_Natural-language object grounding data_
=== Begin Enclosure ===

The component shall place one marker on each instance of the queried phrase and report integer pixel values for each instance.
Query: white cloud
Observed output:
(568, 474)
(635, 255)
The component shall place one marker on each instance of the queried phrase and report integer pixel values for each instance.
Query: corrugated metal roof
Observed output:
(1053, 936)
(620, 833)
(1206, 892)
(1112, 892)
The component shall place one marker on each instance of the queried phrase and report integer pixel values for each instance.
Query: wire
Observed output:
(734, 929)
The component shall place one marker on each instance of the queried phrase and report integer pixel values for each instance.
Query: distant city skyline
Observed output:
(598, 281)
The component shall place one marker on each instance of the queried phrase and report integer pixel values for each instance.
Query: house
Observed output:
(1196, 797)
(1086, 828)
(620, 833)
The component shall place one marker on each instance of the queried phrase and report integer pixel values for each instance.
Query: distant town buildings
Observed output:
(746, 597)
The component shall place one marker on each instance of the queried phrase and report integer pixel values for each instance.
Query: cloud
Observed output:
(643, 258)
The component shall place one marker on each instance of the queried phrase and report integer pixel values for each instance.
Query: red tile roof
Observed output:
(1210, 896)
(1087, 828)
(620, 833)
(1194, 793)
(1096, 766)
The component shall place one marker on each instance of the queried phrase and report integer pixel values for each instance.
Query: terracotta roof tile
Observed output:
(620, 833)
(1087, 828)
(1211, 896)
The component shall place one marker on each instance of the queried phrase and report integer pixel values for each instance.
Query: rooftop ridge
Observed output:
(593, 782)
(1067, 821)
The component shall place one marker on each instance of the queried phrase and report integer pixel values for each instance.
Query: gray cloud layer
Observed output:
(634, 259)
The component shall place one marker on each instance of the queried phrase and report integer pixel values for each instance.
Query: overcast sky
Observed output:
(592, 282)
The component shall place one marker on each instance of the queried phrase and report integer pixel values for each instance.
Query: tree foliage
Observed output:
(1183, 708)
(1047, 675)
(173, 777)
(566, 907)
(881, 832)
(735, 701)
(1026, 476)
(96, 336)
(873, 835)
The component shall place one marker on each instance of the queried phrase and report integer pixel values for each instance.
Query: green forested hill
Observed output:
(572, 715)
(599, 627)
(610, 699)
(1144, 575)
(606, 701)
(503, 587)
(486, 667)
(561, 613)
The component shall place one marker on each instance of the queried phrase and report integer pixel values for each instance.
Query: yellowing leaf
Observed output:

=== End Enclosure ===
=== Begin Enclosure ===

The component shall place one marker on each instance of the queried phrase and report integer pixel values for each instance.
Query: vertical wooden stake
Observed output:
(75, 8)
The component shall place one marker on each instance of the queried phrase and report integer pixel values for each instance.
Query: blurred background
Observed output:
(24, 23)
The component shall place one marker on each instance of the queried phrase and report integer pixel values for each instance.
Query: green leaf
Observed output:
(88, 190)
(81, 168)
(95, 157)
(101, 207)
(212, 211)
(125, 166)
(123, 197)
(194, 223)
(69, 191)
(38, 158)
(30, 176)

=== End Enclosure ===

_WORK TASK_
Every line above with the word "distant" is to be copied out.

_FINISHED TASK_
Query: distant city skyline
Query: distant town buildings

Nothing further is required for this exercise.